» Aim:
From the line with "the man's beard" down to the final line of the material below, quote every line exactly and leave out all lines before it.
───
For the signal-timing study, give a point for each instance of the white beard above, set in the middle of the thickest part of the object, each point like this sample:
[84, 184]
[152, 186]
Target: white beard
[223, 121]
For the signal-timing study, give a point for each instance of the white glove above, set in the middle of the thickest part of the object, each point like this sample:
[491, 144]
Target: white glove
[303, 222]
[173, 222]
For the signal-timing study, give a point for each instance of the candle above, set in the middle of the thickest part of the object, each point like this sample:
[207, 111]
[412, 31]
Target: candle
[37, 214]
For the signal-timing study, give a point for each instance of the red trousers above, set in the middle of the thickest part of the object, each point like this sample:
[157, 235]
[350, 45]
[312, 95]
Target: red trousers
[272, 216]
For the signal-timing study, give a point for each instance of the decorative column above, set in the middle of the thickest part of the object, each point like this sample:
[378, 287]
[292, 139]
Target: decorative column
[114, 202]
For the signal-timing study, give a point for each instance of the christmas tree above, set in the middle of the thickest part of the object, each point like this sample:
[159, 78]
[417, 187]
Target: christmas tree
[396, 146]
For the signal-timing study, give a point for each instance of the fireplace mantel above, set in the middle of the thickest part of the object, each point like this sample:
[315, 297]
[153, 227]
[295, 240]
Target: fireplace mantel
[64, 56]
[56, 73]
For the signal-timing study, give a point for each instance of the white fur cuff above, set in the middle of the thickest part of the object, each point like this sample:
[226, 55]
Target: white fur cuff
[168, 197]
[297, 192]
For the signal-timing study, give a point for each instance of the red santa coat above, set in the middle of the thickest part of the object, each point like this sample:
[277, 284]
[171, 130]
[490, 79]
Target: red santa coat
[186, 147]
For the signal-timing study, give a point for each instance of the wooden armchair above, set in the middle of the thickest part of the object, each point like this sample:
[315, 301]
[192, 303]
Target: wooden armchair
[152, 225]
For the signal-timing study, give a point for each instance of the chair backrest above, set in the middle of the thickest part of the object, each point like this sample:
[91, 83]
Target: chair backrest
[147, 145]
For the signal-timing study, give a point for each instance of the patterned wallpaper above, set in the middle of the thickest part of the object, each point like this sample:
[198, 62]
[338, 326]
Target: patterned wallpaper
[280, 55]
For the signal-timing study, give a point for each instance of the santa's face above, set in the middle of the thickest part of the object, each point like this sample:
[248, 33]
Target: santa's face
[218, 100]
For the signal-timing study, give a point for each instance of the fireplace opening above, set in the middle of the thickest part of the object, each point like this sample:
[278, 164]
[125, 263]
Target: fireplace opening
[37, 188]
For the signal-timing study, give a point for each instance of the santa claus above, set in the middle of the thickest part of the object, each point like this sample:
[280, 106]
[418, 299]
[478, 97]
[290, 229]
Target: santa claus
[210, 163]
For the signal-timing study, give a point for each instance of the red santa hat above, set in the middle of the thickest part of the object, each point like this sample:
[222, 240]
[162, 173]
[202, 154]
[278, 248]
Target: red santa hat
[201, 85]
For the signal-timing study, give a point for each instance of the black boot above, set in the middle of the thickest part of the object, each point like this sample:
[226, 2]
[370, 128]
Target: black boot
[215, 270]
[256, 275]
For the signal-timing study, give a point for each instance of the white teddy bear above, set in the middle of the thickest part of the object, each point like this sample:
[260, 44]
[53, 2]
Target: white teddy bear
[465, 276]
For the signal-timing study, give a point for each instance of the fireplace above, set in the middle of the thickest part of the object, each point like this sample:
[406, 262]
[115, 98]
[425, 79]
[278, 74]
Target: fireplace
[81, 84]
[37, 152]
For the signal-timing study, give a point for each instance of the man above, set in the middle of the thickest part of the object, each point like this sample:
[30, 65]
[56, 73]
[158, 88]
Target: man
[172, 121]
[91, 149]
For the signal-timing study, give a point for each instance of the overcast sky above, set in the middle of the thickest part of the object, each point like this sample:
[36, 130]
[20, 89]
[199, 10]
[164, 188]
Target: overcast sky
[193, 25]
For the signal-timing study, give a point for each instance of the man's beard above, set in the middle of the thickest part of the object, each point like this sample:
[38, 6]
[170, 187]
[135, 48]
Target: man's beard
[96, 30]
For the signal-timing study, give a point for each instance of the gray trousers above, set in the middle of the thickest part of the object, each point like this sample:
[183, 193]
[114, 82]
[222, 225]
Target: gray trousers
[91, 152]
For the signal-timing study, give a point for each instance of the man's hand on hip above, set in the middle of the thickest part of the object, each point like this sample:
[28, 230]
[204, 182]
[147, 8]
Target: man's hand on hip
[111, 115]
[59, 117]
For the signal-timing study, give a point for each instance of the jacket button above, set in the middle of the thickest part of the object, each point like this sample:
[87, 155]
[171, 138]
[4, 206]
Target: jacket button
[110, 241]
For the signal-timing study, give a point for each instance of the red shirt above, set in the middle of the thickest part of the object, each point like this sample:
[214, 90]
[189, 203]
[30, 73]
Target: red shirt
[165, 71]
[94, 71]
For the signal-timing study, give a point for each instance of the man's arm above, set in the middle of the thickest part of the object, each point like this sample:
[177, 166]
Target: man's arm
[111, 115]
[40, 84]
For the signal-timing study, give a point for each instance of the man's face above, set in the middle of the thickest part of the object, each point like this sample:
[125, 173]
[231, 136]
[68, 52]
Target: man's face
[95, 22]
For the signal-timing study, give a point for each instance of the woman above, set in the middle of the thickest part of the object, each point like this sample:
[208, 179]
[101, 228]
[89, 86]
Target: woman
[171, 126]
───
» Solution for this problem:
For the signal-timing study, give a point for each instance of the man's beard above, set in the middle of the thickest part of the object, each point like this sample:
[38, 6]
[170, 187]
[135, 48]
Target: man's beard
[96, 30]
For the signal-timing study, give a point for each instance of the gray trousers above, set in the middle of the thickest part of the object, each point like this sample:
[183, 193]
[114, 82]
[222, 225]
Target: gray trousers
[91, 152]
For the signal-timing study, give a point for each instance of the man's hand on hip above, set in the middle of the thickest part of the object, each point like this sample:
[28, 230]
[204, 182]
[147, 8]
Target: man's hand on hip
[111, 115]
[59, 117]
For the signal-timing study, give a point for each instance of the jacket button above, set in the middle of the thickest part of the object, each point like this sample:
[87, 155]
[171, 138]
[4, 206]
Target: jacket button
[110, 241]
For the signal-timing study, give a point for each instance of the red shirt above, set in the middle of the thickest part of the object, each point like this sample:
[214, 90]
[189, 203]
[30, 73]
Target: red shirt
[165, 71]
[94, 71]
For the signal-timing study, give a point for each instance of the man's arm above, set in the middle of the thickest part of the object, each point like this sample:
[177, 166]
Target: man's arm
[111, 115]
[40, 84]
For the signal-timing study, give a point for each instance of the man's face above, set in the middle of the thickest part of the object, each point like this sample:
[125, 173]
[231, 136]
[68, 52]
Target: man's face
[95, 22]
For the signal-timing study, give a point for each instance of the woman above, set in the middle of the thickest part of the object, each point like this sample:
[208, 179]
[101, 228]
[89, 86]
Target: woman
[171, 126]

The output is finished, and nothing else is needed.